- _PROBLEM STATEMENT_: Across the entries that follow, tally every line holding the word "shears" and reply with the count alone.

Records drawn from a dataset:
____
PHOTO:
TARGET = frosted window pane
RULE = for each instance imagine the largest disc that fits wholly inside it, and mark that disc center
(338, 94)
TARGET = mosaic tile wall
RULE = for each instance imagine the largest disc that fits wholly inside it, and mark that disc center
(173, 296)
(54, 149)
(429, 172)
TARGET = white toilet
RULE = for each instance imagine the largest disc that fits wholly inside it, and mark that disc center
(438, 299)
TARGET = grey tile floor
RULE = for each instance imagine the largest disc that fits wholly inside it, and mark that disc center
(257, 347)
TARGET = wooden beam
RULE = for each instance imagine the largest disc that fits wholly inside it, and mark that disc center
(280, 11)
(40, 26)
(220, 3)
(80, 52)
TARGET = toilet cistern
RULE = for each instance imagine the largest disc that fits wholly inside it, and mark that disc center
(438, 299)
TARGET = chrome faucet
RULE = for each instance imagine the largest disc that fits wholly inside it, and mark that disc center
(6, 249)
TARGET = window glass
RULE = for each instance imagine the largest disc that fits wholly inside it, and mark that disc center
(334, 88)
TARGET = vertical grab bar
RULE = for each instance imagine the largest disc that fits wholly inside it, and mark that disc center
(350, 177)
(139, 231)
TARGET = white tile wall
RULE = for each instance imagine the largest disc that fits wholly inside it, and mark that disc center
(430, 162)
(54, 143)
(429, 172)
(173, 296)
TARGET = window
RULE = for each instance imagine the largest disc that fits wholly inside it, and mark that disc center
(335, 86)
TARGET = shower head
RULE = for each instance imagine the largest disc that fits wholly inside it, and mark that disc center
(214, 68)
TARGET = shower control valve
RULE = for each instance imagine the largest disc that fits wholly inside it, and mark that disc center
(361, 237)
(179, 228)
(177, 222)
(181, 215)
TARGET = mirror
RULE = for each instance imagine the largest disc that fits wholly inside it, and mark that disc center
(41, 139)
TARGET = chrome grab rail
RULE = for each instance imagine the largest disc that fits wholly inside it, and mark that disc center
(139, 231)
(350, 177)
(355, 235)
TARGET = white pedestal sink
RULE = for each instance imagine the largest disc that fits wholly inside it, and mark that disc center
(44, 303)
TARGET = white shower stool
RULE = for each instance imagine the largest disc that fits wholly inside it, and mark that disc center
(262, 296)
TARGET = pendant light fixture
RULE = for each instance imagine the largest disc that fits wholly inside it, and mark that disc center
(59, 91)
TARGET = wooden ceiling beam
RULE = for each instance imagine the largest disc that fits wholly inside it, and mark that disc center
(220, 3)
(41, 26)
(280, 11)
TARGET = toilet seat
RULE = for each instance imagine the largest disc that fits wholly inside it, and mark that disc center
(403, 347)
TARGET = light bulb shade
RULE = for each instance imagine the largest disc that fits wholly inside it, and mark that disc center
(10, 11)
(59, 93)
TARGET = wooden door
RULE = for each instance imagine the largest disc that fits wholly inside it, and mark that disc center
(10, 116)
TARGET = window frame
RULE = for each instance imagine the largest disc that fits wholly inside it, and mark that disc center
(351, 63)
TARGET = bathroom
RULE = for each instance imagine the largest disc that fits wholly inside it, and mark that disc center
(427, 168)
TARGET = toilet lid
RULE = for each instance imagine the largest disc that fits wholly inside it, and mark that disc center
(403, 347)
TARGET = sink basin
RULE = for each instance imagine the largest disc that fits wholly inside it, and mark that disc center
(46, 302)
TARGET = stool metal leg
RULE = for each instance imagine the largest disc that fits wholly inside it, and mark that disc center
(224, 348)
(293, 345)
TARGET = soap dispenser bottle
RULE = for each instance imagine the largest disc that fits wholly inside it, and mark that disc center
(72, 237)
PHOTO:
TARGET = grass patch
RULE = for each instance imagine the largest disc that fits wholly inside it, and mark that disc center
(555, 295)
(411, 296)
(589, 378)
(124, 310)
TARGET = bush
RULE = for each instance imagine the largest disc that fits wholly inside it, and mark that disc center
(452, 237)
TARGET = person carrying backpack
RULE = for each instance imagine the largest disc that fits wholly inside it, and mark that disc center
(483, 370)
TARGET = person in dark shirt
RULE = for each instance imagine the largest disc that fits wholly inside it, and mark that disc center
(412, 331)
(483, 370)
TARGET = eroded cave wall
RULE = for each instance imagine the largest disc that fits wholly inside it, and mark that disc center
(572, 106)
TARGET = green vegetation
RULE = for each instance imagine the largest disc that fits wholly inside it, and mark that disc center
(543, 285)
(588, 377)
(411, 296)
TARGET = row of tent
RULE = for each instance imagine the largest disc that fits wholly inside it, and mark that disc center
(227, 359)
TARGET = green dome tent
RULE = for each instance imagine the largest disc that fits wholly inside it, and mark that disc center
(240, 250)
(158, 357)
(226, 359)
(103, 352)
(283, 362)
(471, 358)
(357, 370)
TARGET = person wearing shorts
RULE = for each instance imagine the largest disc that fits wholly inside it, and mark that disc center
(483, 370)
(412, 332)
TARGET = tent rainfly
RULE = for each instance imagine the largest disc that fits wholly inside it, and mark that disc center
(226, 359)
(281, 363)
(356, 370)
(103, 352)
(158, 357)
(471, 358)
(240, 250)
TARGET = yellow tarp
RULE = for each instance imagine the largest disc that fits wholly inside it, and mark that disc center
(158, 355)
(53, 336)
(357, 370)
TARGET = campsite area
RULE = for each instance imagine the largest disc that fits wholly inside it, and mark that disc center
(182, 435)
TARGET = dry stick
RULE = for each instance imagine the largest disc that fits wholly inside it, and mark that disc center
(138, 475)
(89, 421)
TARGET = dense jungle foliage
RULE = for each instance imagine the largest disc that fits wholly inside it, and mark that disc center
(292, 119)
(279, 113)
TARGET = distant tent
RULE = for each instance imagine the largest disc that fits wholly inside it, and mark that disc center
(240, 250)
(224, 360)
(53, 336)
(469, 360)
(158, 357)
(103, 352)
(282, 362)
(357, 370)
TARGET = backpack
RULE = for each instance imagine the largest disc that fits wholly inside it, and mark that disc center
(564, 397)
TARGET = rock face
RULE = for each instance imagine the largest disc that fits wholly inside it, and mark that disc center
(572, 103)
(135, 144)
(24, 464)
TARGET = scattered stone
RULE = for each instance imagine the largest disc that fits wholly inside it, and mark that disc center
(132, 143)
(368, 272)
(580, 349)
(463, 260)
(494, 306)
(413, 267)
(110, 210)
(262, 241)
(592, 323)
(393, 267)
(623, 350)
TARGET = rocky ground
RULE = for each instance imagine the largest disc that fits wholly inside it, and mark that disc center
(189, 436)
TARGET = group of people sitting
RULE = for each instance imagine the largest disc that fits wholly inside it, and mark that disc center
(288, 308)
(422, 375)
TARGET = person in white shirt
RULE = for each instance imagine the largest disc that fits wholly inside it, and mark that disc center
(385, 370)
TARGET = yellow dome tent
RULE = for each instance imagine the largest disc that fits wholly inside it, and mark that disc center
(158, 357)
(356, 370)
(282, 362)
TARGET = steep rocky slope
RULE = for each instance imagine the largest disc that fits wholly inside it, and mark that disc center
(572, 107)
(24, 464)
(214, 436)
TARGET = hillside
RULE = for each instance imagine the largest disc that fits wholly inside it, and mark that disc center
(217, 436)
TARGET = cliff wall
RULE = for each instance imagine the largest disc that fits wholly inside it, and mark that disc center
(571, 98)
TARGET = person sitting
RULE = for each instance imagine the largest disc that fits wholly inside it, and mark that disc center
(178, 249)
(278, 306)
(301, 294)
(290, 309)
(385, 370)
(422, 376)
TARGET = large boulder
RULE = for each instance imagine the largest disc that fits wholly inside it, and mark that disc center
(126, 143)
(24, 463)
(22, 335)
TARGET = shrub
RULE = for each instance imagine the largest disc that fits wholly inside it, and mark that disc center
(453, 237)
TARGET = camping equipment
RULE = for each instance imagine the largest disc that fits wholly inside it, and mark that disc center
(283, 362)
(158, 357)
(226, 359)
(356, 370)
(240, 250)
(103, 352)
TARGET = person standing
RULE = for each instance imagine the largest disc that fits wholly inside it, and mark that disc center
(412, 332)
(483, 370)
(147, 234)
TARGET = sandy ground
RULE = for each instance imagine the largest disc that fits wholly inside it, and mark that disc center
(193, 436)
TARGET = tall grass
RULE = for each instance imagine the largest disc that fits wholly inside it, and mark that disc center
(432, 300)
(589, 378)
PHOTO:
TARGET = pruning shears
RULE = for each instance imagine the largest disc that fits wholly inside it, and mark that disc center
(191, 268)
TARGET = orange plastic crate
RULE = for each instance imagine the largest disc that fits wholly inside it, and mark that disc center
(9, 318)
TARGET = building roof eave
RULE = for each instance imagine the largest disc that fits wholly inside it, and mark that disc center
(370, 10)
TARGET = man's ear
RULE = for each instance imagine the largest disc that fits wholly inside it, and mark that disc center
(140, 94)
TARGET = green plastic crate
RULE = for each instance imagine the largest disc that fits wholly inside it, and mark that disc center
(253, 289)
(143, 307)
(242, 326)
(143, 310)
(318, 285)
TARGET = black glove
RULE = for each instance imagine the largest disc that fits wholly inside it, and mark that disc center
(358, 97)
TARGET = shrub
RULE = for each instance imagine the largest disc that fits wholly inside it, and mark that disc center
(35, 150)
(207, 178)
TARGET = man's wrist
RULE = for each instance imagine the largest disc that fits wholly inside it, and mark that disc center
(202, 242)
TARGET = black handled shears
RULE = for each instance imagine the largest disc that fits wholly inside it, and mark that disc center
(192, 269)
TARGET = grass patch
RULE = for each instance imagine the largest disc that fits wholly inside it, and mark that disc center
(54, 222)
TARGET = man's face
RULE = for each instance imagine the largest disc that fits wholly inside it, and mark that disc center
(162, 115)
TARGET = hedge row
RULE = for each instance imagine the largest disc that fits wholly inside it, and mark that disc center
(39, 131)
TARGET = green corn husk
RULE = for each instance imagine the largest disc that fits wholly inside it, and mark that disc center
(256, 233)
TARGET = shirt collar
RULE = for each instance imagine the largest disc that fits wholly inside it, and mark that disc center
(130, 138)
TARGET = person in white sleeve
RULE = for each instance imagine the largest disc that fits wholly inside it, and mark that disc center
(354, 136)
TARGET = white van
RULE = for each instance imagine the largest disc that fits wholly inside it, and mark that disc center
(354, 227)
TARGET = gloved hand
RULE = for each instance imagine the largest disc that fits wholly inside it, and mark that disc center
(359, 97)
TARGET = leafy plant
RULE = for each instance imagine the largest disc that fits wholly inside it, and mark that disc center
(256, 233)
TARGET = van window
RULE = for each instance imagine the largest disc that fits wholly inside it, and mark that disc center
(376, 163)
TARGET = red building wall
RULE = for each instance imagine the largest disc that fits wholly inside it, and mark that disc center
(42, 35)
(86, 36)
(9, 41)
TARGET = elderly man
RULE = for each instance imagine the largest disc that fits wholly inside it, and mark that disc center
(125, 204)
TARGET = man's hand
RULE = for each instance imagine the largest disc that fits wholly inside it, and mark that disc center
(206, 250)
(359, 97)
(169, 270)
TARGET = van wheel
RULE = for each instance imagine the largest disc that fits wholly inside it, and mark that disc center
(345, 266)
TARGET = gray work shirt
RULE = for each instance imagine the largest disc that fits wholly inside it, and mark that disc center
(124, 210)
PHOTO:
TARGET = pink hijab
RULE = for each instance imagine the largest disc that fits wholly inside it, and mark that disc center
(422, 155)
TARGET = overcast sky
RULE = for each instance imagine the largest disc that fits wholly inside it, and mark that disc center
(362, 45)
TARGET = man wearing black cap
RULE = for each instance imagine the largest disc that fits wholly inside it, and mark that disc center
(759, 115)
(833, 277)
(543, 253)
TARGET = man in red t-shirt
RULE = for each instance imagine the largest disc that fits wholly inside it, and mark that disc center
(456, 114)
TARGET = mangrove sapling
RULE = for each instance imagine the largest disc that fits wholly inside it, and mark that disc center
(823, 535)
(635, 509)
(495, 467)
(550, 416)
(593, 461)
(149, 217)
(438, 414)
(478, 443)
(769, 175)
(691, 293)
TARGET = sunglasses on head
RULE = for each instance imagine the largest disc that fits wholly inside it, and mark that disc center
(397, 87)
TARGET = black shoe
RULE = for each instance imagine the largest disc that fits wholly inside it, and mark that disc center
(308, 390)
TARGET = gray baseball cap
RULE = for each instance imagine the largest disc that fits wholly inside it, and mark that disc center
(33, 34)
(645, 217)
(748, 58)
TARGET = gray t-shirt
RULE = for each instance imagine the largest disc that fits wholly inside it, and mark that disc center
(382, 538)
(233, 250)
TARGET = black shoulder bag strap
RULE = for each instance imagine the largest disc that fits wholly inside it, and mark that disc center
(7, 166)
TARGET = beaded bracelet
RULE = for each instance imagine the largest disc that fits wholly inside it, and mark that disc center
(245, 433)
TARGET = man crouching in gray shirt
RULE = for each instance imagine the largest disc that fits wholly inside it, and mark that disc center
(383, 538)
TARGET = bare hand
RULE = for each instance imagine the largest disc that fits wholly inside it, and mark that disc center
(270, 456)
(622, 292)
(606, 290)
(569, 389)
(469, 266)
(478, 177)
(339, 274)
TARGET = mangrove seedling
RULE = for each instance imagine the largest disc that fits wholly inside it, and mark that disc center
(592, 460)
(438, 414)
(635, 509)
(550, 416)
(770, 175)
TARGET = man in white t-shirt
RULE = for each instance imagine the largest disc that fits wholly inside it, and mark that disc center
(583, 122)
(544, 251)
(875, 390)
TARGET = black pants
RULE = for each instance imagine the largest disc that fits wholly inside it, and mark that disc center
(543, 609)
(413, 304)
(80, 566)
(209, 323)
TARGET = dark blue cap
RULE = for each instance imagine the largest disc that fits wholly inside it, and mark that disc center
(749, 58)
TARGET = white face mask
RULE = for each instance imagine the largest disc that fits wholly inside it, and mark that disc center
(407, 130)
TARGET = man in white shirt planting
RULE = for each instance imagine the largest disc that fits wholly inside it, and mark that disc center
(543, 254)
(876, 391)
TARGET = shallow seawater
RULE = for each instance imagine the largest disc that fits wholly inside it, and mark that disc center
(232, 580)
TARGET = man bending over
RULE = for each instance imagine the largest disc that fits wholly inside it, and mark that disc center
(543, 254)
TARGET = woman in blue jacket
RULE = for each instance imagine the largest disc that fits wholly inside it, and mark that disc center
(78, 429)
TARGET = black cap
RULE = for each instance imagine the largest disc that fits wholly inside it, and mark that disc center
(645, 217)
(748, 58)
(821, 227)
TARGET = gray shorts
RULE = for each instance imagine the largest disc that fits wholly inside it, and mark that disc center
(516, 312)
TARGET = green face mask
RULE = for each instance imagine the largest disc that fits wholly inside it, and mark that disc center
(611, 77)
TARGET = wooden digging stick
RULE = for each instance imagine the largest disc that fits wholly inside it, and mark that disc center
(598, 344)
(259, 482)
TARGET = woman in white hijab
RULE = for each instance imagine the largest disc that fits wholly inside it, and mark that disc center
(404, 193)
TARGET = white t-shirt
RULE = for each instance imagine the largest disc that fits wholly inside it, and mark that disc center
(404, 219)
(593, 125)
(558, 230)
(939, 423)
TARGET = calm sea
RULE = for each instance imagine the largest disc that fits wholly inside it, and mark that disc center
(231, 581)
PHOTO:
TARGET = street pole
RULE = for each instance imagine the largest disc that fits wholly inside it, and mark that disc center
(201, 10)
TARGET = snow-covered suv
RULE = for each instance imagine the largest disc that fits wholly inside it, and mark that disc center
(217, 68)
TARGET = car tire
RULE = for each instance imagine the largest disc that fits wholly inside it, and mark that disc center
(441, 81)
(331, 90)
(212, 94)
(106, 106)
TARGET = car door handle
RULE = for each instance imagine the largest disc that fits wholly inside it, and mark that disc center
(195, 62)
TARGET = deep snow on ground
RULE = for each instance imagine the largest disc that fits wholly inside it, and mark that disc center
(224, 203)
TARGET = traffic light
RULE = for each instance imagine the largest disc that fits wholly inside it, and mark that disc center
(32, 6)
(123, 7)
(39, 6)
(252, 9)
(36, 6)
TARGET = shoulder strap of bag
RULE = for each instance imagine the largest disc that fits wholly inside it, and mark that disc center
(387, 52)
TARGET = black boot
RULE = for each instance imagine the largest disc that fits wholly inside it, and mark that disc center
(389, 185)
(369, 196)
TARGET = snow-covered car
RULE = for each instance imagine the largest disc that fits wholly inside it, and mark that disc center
____
- _ANSWER TO THIS TASK_: 2